Count the lines in the items below that contain the string "stem", treating uppercase and lowercase as different, and reply with the number alone.

-------- SUPPLIED ENTRIES --------

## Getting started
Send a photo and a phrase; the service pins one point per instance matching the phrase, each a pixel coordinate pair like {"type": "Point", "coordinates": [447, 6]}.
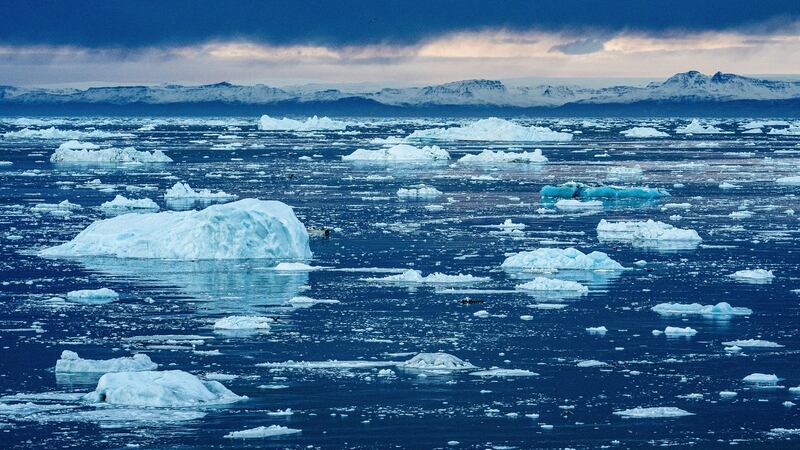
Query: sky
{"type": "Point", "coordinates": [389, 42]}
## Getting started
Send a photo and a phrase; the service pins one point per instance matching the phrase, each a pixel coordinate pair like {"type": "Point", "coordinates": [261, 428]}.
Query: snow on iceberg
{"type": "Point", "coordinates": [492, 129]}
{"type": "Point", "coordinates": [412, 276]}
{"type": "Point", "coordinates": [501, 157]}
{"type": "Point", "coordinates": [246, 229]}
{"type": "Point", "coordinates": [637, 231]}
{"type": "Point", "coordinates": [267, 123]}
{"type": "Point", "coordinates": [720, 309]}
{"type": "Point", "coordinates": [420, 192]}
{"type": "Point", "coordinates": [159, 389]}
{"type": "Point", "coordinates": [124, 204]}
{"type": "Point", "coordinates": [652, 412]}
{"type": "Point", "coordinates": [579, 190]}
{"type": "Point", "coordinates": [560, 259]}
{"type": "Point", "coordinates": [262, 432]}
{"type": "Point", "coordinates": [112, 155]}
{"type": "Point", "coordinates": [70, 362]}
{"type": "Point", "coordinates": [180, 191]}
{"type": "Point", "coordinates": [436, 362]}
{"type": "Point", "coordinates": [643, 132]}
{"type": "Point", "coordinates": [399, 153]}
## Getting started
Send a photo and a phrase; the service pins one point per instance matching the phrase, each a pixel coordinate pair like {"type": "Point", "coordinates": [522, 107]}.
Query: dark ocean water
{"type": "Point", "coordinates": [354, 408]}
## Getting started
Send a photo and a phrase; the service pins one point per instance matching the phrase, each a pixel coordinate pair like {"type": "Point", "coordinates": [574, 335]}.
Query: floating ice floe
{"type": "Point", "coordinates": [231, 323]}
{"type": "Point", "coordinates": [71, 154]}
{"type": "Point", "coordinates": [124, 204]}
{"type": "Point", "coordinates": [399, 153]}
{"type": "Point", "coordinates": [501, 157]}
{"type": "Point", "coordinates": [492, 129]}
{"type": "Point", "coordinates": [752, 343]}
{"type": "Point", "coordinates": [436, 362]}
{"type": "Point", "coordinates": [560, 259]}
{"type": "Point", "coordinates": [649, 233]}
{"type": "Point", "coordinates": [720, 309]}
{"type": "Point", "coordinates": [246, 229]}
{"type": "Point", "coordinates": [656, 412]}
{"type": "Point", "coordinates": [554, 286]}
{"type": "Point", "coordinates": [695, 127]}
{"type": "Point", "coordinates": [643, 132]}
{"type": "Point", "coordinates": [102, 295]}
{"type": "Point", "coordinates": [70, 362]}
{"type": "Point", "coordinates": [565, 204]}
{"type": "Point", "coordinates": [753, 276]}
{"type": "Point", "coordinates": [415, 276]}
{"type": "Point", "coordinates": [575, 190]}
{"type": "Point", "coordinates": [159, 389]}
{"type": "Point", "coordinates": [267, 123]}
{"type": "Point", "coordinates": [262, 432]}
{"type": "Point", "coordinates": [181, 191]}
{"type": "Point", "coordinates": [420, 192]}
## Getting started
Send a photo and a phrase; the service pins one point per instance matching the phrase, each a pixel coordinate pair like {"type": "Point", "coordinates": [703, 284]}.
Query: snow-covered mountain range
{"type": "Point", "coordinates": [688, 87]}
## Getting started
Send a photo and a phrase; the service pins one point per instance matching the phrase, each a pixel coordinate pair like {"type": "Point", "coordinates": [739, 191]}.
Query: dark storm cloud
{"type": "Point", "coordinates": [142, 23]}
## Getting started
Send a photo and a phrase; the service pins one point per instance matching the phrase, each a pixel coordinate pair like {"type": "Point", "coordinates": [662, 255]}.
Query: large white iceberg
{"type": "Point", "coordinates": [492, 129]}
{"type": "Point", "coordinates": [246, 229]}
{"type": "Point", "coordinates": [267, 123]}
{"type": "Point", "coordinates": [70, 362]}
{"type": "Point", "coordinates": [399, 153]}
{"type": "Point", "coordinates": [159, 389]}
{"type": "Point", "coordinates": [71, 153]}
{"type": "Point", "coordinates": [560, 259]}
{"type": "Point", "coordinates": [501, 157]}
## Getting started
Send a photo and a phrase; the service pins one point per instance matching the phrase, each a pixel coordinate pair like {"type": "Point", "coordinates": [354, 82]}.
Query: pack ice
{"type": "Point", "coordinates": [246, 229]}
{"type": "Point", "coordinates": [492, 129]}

--------
-------- SUPPLIED ENTRIES --------

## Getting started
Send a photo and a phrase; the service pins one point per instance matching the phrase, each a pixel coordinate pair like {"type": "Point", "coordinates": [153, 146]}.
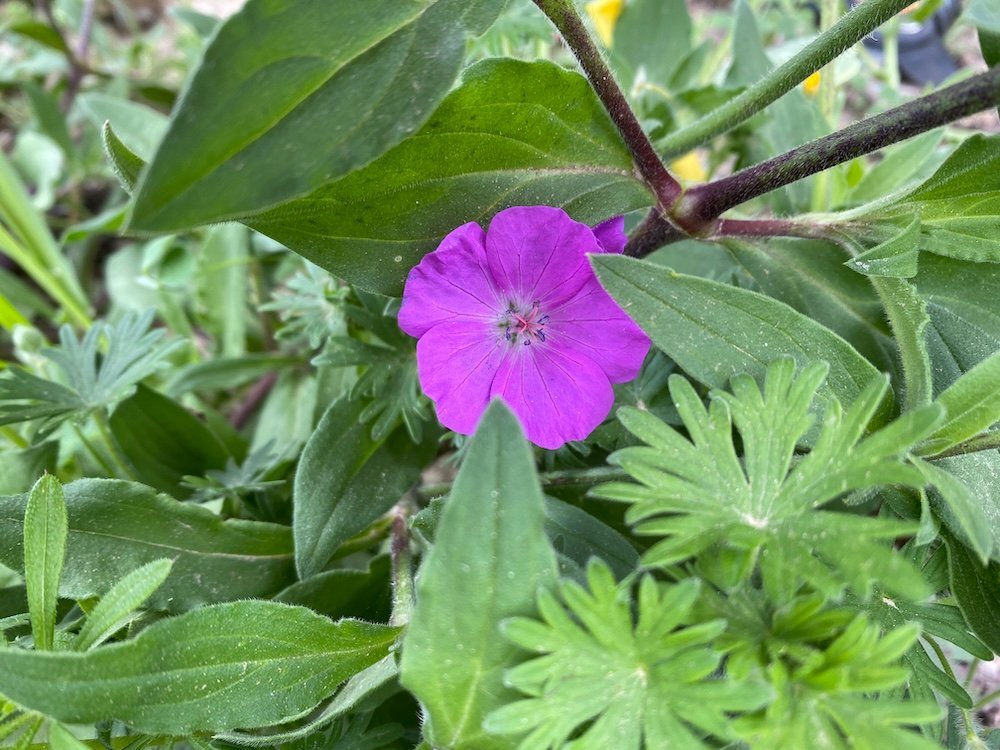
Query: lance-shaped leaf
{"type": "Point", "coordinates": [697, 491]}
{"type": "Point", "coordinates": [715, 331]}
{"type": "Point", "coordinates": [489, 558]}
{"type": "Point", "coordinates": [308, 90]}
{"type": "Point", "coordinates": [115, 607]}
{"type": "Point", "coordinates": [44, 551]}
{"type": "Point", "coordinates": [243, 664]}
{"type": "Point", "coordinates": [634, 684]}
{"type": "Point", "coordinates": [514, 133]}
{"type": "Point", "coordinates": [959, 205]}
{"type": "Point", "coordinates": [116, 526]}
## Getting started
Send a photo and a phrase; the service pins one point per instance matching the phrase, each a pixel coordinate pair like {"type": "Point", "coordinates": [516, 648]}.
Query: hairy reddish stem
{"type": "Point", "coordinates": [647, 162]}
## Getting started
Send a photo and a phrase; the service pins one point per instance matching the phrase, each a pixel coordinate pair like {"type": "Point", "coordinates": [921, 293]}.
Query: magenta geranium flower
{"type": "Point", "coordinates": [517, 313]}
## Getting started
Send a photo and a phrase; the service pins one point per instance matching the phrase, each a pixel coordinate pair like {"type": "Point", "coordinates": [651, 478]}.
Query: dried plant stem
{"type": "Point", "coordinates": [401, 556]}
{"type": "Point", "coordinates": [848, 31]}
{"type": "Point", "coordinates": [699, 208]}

--------
-------- SUPPLIED ENTRIES --------

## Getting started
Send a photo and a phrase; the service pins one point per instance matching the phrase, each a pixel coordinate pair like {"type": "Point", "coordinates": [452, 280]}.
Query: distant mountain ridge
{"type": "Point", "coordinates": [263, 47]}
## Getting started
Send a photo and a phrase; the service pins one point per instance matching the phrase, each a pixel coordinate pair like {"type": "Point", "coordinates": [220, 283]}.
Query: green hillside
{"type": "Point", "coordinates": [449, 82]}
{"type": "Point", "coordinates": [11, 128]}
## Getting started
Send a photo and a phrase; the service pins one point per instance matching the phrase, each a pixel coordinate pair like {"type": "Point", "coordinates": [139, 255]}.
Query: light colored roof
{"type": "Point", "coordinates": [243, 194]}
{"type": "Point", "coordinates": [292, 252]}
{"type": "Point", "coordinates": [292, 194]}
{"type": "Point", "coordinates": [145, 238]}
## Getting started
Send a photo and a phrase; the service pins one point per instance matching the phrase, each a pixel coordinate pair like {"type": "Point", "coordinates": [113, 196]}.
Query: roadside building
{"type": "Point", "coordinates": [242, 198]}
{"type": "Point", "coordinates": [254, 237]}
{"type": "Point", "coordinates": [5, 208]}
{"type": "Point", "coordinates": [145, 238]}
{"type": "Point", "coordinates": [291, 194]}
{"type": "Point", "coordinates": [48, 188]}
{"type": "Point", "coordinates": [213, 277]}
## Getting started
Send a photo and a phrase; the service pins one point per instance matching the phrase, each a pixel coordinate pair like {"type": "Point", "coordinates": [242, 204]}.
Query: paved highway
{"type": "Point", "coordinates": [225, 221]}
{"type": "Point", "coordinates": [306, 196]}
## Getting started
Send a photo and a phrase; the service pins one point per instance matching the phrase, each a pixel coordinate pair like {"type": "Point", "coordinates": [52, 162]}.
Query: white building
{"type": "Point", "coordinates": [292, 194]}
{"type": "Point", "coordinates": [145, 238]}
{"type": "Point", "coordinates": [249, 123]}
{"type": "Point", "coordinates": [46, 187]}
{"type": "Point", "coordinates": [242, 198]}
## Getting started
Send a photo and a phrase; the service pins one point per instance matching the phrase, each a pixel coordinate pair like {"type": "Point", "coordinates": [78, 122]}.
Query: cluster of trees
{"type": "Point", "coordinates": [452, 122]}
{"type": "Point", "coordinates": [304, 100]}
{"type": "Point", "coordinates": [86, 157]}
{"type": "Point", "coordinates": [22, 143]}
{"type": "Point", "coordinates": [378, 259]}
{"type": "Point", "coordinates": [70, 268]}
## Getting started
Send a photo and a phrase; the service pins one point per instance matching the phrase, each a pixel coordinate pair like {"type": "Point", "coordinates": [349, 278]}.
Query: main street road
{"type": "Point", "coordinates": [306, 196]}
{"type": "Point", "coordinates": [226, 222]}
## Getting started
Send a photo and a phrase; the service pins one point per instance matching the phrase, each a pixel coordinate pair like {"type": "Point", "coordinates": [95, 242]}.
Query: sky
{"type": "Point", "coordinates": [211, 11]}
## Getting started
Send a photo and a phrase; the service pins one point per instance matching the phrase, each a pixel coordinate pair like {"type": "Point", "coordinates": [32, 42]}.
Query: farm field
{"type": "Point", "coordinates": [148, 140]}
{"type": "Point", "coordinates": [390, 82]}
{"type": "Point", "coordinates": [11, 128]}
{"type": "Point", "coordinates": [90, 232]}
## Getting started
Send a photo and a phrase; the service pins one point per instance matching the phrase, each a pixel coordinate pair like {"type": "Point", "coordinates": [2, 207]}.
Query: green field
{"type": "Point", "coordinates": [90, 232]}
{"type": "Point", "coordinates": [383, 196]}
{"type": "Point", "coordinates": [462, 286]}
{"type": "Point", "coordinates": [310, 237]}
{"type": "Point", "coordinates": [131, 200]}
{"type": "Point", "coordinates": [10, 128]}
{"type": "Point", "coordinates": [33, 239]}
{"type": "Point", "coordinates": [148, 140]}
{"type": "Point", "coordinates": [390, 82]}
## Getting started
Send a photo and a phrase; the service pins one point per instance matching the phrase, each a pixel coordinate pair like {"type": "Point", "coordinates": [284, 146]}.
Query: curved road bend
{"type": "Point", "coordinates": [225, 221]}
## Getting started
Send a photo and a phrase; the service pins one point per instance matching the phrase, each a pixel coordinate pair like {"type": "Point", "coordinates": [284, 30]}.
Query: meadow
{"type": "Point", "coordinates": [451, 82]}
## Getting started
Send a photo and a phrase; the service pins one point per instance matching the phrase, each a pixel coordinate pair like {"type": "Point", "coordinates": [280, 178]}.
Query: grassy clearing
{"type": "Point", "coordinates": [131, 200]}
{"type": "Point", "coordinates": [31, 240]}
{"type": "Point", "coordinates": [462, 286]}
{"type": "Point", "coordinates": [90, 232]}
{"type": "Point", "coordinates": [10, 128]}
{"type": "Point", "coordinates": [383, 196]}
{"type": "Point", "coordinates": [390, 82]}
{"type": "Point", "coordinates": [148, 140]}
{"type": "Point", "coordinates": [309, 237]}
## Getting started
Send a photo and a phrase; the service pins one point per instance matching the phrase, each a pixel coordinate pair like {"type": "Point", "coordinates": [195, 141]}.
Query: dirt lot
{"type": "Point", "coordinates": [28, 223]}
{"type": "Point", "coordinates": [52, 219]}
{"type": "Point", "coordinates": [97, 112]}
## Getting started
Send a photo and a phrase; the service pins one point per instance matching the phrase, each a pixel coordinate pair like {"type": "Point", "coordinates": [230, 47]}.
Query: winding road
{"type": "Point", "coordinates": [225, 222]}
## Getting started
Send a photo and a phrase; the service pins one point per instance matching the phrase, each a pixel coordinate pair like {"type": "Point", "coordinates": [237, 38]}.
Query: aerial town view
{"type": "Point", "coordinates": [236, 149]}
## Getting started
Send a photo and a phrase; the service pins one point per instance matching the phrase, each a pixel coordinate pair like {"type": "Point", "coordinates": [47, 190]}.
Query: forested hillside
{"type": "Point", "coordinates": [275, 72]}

--------

COMPLETE OUTPUT:
2